--- Document passage Enclosed Below ---

Only: neither Drake nor The Weeknd had sung a single note of it. The track — released on streaming services on April 4th and going viral as a TikTok snippet from April 15th — came from an anonymous user called Ghostwriter977. “Heart on My Sleeve” was created entirely with AI: voices, lyrics, production. Universal Music Group had the song removed from platforms on April 17th via DMCA takedown notices — interestingly citing the fact that Ghostwriter977 had embedded a Metro Boomin producer tag (a brief audio signature that actually belonged to UMG) in the recording. By then it was too late. The audio track had been copied, shared, embedded in reaction videos, duplicated across servers. Anyone who wanted to hear the song could hear it. And trust in the authenticity of recordings had shifted forever.

YouTube Video 1: Heart on My Sleeve (Drake/Weeknd AI by Ghostwriter977, Reupload)

Nine months later, on January 21, 2024, in New Hampshire: thousands of voters receive a phone call. Joe Biden’s voice, familiar from a thousand speeches, urges them to stay away from the Democratic primary. Forensic analysts from Pindrop and Hany Farid (UC Berkeley) needed less than a week to confirm what many had already suspected: the voice had been generated using ElevenLabs, an AI tool that anyone with a credit card could use at the time for a few dollars. The perpetrator was later prosecuted. But the real point remained: voices we know from television can be cloned in seconds. For the price of a cappuccino.

These two moments — the Drake song and the Biden call — are the cultural bookends of this story. Between them unfolds the most rapid audiovisual upheaval since the invention of the MP3. And it affects us more intimately than the flood of images of the past few years ever did.

IMAGE 1 – Two sound waves facing each other, one in warm earth tones (human voice), one in cool neon magenta (AI-generated), overlapping and dissolving into each other in the middle

Why This Article Had to Be Written

Anyone who today talks to ChatGPT instead of typing, generates a song on Suno, has an English brand spot localised into 30 languages, or receives a voicemail from a person who isn’t actually that person — they are moving through an acoustic world that didn’t exist four years ago.

We look at images. Sounds go straight through us.

This article traces four years: 2022 to 2026. It explains what has happened technically, what is currently being negotiated legally, which tools you should know about today, and which questions remain unanswered. It is aimed at anyone who uses audio professionally or privately — and who wants to understand what has actually changed and why.

Audio Was Always a Computer Dream

Before we enter 2022, a brief step back. Computer voices are not an invention of the AI age. As early as 1939, Bell Labs demonstrated the VODER — a device capable of synthesising human speech, operated by a trained human at a keyboard. The concept proved valid. What was missing for decades was quality.

In the 2010s the pace accelerated. WaveNet from DeepMind (2016) showed that neural networks can generate raw audio sample by sample — and sound more natural than any previous TTS system. At the same time, Transformers showed that long-range dependencies in sequences could be modelled extremely well. The crucial insight came when researchers began representing audio not as raw waveforms but as sequences of discrete tokens: sound compressed into a kind of “vocabulary”.

--- End of Enclosed Document passage ---

- [Required action]: Quote the part of the article on AI-generated audio that opens with the words "These two moments" and closes with "years ever did.".

--- Records Enclosed Below ---

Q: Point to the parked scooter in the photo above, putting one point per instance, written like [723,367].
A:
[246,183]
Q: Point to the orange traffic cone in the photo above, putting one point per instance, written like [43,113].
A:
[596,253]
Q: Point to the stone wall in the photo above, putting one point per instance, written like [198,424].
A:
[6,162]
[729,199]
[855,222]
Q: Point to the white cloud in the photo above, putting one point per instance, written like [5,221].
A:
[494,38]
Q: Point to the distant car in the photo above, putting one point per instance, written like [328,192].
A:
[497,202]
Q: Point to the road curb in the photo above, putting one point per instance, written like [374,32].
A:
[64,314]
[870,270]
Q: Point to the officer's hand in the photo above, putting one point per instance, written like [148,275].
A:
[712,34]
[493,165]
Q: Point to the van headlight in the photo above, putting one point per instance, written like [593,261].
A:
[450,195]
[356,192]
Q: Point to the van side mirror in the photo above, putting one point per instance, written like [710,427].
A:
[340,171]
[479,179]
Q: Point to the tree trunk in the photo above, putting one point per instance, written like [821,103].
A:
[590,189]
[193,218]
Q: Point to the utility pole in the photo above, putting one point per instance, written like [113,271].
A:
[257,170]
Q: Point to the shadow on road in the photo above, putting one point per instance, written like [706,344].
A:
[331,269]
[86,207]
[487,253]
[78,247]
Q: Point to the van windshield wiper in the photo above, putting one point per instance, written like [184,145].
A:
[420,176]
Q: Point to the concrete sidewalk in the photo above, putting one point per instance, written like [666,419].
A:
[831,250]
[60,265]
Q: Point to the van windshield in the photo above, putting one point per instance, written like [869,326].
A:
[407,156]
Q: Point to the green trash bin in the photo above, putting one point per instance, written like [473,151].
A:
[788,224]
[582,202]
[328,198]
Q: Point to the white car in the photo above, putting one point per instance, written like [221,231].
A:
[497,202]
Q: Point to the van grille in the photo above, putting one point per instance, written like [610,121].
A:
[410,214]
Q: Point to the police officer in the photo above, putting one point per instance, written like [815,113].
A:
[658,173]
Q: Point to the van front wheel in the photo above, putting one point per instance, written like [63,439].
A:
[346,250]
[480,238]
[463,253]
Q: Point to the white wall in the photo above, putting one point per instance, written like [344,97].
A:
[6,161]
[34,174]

--- End of Enclosed Records ---

- [Answer to this exercise]:
These two moments — the Drake song and the Biden call — are the cultural bookends of this story. Between them unfolds the most rapid audiovisual upheaval since the invention of the MP3. And it affects us more intimately than the flood of images of the past few years ever did.